Aim: Extract every line in the data below that contains the string "stork", copying each one in full. Matching is case-sensitive.

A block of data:

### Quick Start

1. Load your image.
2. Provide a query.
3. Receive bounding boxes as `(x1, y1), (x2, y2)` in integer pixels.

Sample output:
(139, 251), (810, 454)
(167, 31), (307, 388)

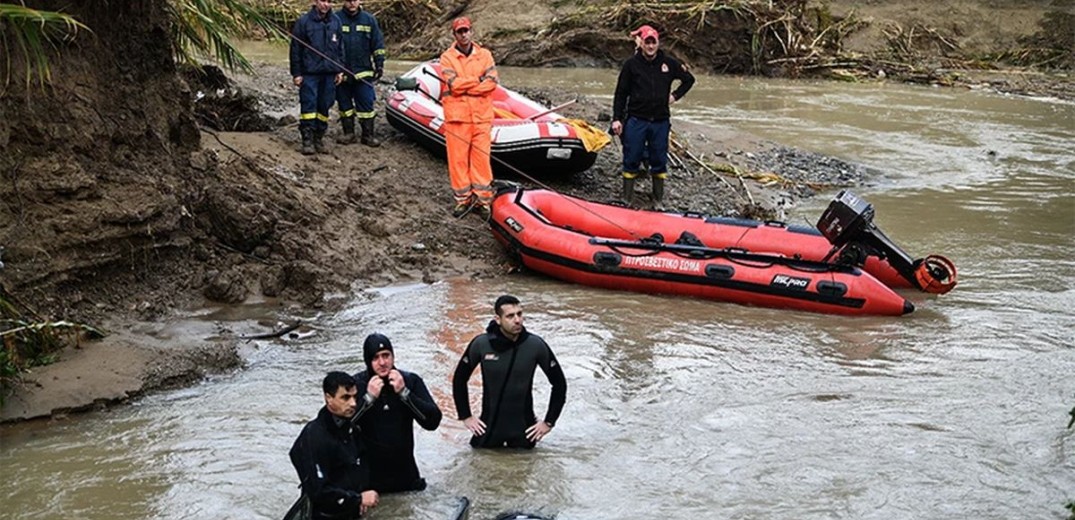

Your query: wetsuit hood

...

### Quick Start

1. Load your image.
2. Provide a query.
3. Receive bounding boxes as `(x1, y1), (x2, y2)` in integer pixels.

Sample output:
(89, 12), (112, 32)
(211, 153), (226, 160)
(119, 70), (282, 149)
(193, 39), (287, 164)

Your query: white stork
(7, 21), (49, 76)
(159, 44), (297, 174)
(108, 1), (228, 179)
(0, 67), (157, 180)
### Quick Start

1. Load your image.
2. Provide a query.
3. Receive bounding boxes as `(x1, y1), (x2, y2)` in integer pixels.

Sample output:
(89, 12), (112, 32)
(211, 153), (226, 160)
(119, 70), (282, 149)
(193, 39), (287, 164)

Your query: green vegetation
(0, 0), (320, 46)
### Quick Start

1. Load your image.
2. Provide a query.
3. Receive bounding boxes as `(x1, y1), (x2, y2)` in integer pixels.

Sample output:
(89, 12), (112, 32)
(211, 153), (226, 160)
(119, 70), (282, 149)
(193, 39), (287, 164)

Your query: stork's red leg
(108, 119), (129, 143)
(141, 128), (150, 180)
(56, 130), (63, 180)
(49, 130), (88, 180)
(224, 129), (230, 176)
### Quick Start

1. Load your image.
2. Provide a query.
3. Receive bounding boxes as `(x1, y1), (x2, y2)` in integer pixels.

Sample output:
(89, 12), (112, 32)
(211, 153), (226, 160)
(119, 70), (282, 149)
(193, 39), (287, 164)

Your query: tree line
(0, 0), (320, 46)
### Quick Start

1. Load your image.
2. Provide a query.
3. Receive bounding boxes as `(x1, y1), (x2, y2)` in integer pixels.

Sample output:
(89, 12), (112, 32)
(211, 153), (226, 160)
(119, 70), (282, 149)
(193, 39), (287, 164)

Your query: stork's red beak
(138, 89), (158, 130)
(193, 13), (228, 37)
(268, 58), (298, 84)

Written response:
Your query: white stork
Your query: stork's red leg
Your query: stork's red beak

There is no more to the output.